-- MATERIAL PROVIDED --
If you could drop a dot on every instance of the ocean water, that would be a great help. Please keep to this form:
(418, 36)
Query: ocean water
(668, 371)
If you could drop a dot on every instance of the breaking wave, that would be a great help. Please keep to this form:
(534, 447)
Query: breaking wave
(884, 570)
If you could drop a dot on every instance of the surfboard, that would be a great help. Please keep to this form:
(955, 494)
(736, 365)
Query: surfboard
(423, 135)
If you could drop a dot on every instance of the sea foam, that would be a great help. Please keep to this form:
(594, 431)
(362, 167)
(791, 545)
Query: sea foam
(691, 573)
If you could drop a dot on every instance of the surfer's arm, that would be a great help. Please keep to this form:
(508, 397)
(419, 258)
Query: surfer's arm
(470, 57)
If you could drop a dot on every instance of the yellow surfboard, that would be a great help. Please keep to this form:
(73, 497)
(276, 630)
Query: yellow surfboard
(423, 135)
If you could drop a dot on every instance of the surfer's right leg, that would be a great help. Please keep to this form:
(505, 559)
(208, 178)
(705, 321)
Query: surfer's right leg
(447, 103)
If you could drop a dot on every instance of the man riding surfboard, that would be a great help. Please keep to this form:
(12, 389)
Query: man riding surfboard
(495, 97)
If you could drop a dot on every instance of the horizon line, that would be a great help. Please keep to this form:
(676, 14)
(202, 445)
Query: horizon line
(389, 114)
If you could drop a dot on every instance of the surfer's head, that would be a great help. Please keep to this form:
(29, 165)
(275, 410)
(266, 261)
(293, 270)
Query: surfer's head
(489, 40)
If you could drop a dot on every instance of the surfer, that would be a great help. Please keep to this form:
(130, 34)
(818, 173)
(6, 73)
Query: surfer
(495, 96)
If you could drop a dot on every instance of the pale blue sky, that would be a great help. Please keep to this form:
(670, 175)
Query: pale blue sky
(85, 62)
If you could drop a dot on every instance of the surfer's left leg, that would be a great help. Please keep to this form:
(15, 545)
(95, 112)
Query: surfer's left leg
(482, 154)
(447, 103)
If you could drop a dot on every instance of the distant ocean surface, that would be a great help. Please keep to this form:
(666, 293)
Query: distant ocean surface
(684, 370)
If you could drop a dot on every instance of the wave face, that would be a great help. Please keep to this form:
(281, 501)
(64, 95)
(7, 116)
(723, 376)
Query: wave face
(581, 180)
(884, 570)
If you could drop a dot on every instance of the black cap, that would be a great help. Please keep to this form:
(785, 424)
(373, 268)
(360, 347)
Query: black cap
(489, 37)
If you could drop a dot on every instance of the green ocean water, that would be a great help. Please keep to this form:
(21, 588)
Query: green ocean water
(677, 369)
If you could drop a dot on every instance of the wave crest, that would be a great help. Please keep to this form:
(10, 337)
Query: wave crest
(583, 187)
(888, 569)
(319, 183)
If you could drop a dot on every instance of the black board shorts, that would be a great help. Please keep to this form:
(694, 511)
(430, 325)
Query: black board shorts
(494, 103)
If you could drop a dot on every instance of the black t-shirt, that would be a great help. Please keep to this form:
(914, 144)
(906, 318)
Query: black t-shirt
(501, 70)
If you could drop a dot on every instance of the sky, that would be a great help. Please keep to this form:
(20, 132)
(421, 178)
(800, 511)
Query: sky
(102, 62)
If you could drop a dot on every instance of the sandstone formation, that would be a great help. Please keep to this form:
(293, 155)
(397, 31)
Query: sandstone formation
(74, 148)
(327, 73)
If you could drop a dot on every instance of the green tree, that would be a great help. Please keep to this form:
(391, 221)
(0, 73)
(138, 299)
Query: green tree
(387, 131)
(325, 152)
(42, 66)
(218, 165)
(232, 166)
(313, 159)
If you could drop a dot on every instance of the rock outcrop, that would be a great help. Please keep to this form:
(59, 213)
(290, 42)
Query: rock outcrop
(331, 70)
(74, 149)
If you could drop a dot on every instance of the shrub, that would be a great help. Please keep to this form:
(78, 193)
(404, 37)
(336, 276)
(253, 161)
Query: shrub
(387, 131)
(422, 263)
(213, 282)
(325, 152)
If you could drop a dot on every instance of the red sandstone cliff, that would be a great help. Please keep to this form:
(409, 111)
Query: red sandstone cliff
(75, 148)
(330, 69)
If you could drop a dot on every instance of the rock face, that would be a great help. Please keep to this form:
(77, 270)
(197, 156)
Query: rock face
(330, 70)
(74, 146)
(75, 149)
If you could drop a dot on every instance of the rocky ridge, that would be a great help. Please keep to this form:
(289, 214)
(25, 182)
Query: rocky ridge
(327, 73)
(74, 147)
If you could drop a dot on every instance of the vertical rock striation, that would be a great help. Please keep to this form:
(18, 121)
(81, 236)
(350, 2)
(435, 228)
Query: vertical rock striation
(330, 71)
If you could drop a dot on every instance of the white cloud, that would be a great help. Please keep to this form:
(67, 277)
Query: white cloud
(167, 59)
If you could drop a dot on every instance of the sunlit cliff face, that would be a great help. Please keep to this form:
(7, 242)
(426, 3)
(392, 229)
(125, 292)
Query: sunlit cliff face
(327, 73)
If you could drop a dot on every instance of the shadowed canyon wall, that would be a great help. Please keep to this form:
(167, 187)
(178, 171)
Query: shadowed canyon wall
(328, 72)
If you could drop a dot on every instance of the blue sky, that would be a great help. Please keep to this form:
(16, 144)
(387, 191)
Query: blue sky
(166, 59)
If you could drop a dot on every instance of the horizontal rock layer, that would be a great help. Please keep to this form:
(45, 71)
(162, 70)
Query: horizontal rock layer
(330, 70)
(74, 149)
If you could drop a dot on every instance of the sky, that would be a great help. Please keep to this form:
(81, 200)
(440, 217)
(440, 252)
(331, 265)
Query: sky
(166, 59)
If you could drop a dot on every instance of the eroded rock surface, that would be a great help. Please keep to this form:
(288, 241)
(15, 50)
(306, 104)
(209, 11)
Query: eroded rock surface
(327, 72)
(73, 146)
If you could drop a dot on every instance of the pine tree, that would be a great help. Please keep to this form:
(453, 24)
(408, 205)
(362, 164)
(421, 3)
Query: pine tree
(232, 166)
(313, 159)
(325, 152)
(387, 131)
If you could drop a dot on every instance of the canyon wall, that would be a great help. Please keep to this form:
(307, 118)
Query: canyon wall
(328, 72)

---

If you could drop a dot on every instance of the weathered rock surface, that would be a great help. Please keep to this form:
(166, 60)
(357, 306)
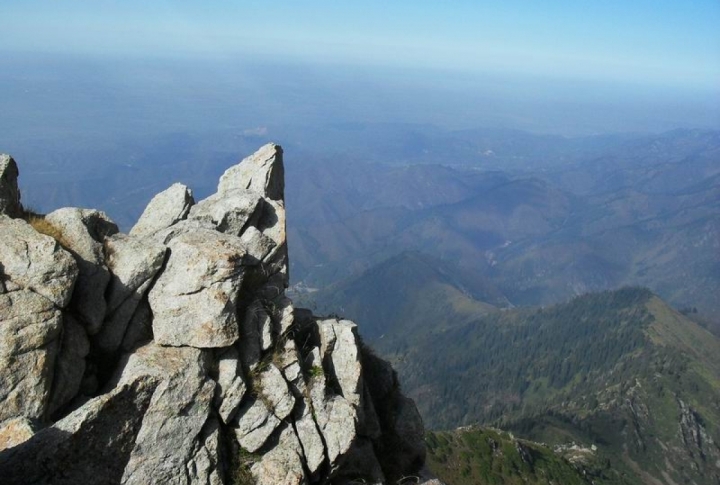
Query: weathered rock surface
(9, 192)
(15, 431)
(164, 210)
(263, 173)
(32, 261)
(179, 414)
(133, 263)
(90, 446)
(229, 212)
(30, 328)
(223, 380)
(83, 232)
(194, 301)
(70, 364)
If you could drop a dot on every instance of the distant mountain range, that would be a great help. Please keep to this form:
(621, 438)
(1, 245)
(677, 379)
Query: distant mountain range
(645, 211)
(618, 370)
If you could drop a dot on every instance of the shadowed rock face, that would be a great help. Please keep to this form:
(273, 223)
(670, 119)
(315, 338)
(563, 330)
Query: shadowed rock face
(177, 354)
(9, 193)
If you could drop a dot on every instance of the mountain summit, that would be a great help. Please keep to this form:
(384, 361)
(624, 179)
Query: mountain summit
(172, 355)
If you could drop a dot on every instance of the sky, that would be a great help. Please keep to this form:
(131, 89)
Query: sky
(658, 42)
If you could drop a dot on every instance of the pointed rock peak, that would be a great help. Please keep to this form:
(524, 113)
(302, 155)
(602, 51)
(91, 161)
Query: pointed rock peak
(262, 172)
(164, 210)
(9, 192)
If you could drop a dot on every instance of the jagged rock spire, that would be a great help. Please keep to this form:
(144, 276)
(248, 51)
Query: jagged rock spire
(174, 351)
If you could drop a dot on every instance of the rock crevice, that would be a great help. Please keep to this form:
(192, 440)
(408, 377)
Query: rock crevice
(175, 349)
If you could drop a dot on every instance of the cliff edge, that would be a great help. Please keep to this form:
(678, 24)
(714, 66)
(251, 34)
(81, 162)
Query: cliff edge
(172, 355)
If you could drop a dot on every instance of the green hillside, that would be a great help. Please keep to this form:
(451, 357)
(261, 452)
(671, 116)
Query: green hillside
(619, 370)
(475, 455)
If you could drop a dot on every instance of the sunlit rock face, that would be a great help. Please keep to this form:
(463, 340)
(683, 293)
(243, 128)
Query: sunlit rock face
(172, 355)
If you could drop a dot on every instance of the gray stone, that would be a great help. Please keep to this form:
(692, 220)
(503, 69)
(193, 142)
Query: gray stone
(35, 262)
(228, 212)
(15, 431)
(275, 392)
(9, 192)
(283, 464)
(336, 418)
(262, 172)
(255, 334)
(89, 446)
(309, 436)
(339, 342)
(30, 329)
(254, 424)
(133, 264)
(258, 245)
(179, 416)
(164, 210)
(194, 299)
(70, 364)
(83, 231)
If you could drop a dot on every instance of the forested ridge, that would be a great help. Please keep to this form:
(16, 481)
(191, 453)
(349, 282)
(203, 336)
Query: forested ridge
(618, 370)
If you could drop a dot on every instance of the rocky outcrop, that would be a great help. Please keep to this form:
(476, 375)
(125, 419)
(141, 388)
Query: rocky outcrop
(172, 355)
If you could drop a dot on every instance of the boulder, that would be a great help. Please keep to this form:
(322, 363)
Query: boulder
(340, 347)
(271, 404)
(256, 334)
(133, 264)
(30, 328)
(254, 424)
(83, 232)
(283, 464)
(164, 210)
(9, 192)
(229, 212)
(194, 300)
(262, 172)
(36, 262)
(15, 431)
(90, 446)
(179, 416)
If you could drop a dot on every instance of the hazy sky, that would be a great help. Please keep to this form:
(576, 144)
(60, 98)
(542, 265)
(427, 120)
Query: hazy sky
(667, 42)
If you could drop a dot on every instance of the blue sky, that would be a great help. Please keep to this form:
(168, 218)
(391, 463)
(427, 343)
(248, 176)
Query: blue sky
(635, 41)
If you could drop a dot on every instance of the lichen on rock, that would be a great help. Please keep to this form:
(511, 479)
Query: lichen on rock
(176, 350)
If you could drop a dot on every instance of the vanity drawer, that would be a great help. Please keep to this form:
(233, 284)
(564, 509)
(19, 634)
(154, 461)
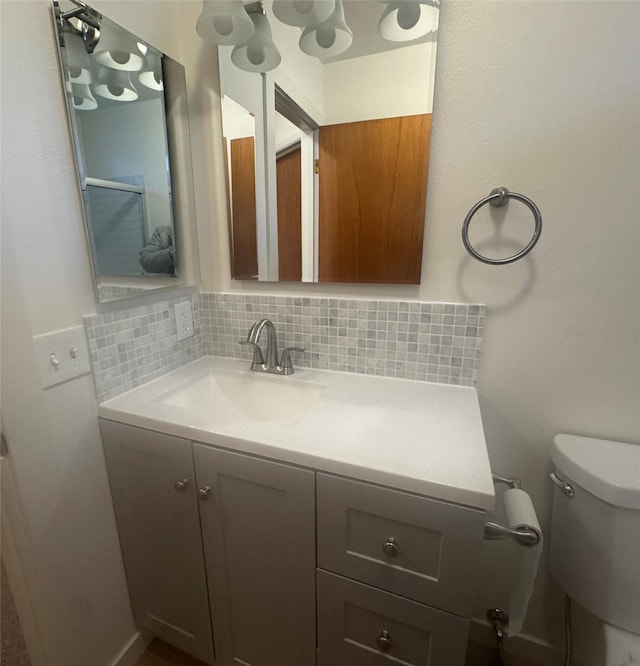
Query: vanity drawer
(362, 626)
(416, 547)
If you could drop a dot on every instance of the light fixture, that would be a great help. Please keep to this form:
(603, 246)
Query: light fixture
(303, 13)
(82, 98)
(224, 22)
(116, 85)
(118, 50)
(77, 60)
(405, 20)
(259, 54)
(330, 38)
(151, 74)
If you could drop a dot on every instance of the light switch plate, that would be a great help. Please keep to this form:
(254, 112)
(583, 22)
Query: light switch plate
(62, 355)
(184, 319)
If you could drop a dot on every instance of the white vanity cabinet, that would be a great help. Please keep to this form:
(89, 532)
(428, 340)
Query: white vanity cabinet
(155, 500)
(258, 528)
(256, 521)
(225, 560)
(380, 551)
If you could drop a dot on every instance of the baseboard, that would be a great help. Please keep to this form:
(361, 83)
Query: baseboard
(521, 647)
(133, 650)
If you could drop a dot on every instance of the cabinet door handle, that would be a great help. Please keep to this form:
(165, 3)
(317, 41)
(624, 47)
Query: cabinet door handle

--

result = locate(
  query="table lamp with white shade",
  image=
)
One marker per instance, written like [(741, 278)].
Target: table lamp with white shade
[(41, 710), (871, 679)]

-- WHAT THE EXERCISE ASKS --
Using the listing above, show each line with the word "door" in it.

-- TASK RESULT --
If you could drop a dot on every instance of the cabinet door handle, that would be a great help. Please keep to this form:
Query: cabinet door handle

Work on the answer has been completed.